# SET EXERCISE
Pull out every line of text from the items below without changing a word, and leave the pictures out of your answer.

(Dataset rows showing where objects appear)
·····

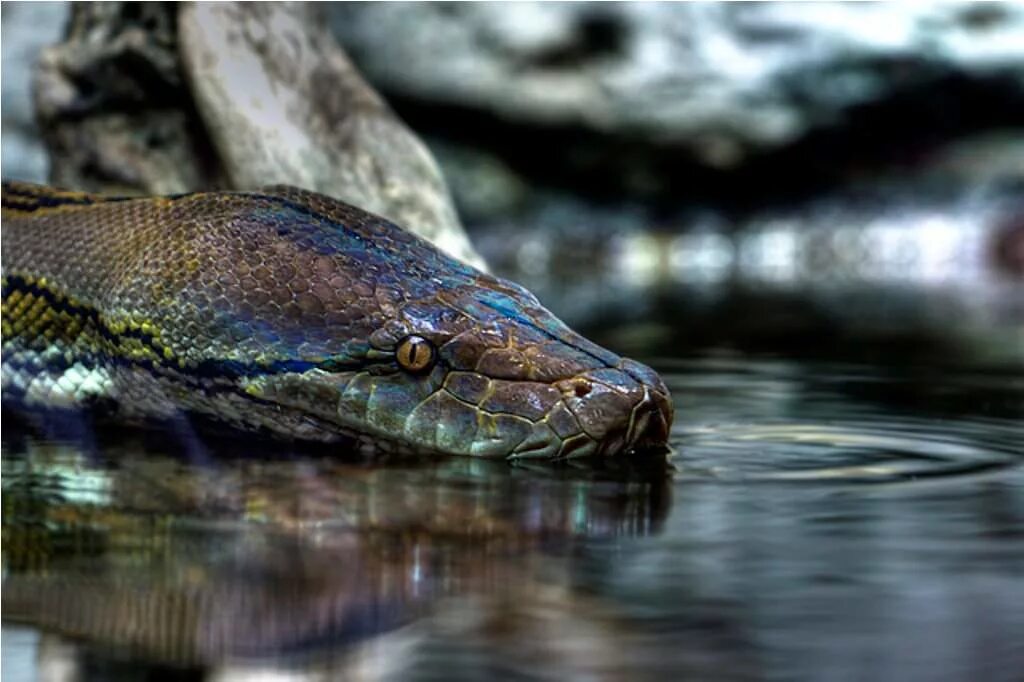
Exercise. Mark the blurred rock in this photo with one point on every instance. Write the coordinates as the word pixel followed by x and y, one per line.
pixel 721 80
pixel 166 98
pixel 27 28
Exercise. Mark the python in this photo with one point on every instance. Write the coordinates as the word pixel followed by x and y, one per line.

·····

# RIGHT ANSWER
Exercise. Mark the blurred rock in this photo with one point on every instance. Write the coordinates as the word pixel followed by x and y, one per line.
pixel 721 80
pixel 166 98
pixel 27 28
Exercise. Mark the python in this photo with one point on every instance. Write the coordinates as the word pixel followed by x and y, one per line.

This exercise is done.